** Task prompt **
The required result is the exact run of lines beginning at the one containing "Thank you for the photo. Could you pin the wall for" and ending at the last line of the entries.

── Entries provided

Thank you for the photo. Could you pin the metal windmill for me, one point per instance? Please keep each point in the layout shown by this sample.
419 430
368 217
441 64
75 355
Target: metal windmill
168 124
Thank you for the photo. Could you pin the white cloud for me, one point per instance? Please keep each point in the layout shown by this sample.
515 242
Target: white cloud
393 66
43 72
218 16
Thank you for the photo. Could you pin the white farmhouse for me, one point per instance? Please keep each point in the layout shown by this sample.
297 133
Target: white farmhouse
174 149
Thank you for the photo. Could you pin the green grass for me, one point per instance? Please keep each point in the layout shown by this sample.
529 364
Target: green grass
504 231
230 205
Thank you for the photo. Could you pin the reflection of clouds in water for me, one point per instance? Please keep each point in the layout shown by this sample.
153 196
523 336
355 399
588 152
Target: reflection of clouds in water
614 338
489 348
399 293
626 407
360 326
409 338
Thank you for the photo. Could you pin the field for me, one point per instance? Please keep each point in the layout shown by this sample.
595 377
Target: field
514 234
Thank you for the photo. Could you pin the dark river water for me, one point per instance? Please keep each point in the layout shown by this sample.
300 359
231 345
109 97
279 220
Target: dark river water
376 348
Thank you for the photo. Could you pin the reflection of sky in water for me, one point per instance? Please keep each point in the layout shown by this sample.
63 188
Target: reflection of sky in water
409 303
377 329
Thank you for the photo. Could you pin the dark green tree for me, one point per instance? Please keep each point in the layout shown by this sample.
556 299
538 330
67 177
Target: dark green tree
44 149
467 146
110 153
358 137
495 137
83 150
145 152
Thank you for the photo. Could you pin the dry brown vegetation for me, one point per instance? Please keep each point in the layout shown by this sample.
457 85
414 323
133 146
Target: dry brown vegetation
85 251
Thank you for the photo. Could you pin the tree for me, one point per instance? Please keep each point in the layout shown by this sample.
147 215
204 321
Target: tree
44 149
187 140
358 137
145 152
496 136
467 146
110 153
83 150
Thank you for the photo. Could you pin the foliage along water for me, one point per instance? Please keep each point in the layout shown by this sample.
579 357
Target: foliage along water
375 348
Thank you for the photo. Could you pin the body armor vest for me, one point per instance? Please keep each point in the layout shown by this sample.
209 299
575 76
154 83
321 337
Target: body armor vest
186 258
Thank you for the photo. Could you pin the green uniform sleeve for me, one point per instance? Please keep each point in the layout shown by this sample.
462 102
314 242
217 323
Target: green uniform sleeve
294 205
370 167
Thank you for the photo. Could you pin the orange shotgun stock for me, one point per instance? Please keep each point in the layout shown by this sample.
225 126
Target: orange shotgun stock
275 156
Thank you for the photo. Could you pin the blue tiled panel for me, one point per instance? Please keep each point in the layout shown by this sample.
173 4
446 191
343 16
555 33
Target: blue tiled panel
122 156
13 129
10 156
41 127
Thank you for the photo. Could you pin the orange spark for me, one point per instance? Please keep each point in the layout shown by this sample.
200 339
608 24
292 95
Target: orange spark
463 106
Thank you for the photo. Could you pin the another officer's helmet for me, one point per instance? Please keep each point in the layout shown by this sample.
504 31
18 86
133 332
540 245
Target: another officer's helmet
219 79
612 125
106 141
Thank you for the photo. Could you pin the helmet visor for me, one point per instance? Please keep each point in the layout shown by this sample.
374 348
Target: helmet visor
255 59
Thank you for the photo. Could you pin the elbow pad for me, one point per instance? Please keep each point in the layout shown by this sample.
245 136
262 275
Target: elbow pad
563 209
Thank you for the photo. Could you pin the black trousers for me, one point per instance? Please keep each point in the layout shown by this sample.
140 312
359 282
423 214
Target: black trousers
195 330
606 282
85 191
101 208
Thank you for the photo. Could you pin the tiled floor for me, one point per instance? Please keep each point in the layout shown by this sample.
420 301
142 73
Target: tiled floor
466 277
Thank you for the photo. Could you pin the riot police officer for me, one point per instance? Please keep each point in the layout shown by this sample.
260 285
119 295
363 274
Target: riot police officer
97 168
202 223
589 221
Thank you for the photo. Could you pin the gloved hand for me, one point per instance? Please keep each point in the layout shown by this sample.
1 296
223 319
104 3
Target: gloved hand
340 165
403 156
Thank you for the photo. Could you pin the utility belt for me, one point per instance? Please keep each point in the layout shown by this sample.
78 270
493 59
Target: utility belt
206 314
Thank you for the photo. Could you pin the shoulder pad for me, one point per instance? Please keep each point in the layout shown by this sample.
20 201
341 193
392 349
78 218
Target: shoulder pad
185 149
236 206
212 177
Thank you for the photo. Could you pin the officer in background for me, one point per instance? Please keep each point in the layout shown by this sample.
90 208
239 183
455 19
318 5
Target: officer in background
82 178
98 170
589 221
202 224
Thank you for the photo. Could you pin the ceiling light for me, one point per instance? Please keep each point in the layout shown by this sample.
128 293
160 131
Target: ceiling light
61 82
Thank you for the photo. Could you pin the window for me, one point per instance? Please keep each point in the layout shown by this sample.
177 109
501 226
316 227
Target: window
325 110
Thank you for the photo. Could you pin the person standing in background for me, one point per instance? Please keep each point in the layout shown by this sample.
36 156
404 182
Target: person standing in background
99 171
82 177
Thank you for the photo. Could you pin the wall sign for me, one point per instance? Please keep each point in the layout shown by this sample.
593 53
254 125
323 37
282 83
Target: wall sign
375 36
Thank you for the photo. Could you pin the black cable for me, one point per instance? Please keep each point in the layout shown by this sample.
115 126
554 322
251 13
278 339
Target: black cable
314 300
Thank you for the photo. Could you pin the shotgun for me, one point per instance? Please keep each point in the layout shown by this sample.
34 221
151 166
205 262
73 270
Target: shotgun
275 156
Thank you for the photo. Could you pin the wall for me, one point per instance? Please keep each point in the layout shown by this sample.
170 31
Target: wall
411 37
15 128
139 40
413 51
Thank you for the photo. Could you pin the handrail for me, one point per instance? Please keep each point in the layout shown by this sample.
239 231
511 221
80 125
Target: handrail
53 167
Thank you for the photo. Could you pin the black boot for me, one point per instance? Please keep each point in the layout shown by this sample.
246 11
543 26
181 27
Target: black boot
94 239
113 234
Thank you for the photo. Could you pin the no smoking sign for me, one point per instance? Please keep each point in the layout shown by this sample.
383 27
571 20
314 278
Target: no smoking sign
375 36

────

** Completed exercise **
Thank you for the photo. Could you pin the wall for me, one point per instance? Please keep each point in the layout shown by this sample.
170 31
Target: wall
411 37
15 128
139 40
413 51
Thank you for the photo. Could you pin the handrail for me, one point per instance? Please keep each point in the layout shown by this sample.
239 231
511 221
80 125
Target: handrail
53 167
Thank you for the photo. Could you pin the black boot for me, one point per instance? Please keep each point in the layout shown by this sample.
246 11
543 26
181 27
Target: black boot
94 239
113 234
Thank you for the photo. Could you pin the no smoking sign for me, one point per instance? Please keep each point in the layout shown by this sample.
383 27
571 20
314 278
Target: no smoking sign
375 36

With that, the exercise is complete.